• EXERCISE DETAILS:
Rewrite the stretch of records from the line containing "Can you see the player's" through the line containing "column 200, row 460" as a numbered list, omitting any blank lines.
--- EXERCISE DATA ---
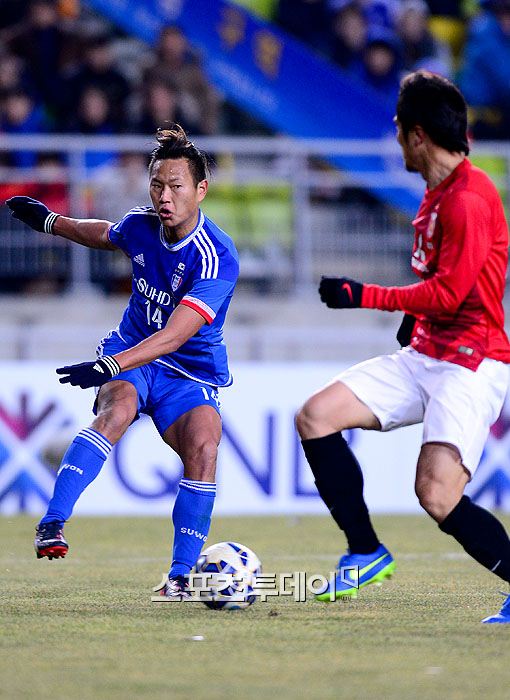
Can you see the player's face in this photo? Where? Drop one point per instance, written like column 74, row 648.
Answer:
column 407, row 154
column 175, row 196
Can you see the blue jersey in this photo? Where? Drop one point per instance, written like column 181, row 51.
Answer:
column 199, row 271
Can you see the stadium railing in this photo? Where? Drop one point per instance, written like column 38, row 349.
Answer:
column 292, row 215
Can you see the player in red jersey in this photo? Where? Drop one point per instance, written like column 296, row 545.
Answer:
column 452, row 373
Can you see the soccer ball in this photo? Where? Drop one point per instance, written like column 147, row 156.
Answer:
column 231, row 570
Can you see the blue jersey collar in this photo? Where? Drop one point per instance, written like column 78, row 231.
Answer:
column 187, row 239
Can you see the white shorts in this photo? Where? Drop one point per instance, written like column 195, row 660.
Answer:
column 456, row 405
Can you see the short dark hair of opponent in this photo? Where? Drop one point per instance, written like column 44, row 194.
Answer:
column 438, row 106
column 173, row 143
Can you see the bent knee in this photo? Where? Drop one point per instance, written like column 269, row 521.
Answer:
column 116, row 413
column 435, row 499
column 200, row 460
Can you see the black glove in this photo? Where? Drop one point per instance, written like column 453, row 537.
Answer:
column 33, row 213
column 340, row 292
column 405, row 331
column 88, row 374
---
--- EXERCISE DATA ---
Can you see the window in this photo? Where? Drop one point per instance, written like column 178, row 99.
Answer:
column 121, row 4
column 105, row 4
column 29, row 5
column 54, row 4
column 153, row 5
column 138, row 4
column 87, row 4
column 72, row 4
---
• RESPONSE FOR THIS EXERCISE:
1. Can you see the player's face in this photo? Where? Drop one point per instance, written like column 74, row 648.
2. Answer:
3. column 407, row 154
4. column 175, row 196
5. Can you see the blue jersey in this photo? Where? Drop one point per instance, written like column 181, row 51.
6. Answer:
7. column 199, row 271
8. Can you see the stadium railing in this photo? Where? Drop one point per instance, written like column 38, row 349.
9. Answer:
10. column 292, row 215
11. Can you see the player in red jersey in this photo? Where? Drop one point per instance, written like column 296, row 545.
12. Answer:
13. column 452, row 373
14. Can you see the soccer ball in this photo? Where? Drop one point per instance, written like column 147, row 156.
15. Answer:
16. column 231, row 570
17. Can you see the blue jersey collar in this photo? Where? Drop one point per instance, written like column 78, row 231.
18. Answer:
19. column 187, row 239
20. Can you see the white shorts in this photo? Where? Drop one point per instance, written like column 195, row 660.
21. Answer:
22. column 456, row 405
23. Can you see the short dark hair of opponent in this photo? Where? Drop one point per instance, written like column 44, row 194.
24. Answer:
25. column 438, row 106
26. column 173, row 143
27. Can you see the bent knee in this photo? Where? Drop one point per instance, written like column 269, row 521.
28. Answer:
29. column 116, row 413
30. column 435, row 499
31. column 200, row 460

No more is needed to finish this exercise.